## Fragmento del texto
Éxito y santidad

Autor:  Juan Pablo Plascencia L.C

 

 

Cuánto desearíamos ser reconocidos como hombres ilustres, ser aclamados como insignes, ser aplaudidos como lo fue un día Alejandro Magno o Aníbal.

Digamos que en cierto modo la fama es una aspiración universal; pero son pocos los que encuentran la receta, siendo esta tan fácil. 

Pensemos que los hombres conspicuos, cuyos nombres van y vienen de boca en boca por los siglos, tuvieron que comenzar desde cero a construir la gloria de su nombre. Porque ningún hombre nace con fama, y mucho menos, se ha tropezado con ella por casualidad; es como querer encontrar un trébol en el Sahara.

## Instrucción
Copia palabra por palabra el tramo que va desde "Digamos que en" hasta "en el Sahara." en el texto de arriba sobre el éxito y la santidad.

## Registros proporcionados
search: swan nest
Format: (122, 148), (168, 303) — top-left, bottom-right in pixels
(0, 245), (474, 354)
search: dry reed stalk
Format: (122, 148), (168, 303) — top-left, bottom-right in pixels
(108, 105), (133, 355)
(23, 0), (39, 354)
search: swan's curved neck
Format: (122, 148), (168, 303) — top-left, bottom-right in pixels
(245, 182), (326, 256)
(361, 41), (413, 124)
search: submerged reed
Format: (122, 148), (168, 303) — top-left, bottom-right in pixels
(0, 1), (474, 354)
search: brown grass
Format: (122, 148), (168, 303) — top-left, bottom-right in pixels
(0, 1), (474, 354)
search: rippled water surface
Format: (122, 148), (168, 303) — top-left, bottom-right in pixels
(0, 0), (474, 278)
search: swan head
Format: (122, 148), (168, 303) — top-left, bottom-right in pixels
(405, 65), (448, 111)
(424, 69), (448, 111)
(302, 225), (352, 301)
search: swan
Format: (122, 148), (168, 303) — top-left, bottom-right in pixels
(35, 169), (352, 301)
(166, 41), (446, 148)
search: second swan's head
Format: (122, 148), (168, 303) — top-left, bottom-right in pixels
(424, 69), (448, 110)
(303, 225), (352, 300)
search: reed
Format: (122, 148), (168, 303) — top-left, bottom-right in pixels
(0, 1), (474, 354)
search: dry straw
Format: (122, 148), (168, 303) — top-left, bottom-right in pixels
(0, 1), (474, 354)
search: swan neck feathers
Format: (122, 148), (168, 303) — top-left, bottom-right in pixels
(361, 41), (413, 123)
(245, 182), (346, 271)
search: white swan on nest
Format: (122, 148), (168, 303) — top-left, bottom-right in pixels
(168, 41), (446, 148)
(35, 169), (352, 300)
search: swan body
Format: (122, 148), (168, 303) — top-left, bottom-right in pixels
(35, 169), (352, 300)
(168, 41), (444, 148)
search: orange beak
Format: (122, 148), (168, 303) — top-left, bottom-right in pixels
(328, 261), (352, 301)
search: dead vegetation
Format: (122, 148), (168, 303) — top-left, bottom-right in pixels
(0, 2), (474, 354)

## Respuesta al problema
Digamos que en cierto modo la fama es una aspiración universal; pero son pocos los que encuentran la receta, siendo esta tan fácil. 

Pensemos que los hombres conspicuos, cuyos nombres van y vienen de boca en boca por los siglos, tuvieron que comenzar desde cero a construir la gloria de su nombre. Porque ningún hombre nace con fama, y mucho menos, se ha tropezado con ella por casualidad; es como querer encontrar un trébol en el Sahara.